Records of labeled boxes:

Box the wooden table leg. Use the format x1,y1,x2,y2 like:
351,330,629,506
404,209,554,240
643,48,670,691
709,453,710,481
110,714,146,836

TASK GOAL: Copy out every line of the records above without changing a single character.

OUTPUT OF THE TASK:
Box the wooden table leg. Use the format x1,y1,x2,y2 like:
351,330,629,506
404,209,554,240
643,48,670,691
709,453,710,481
110,714,146,836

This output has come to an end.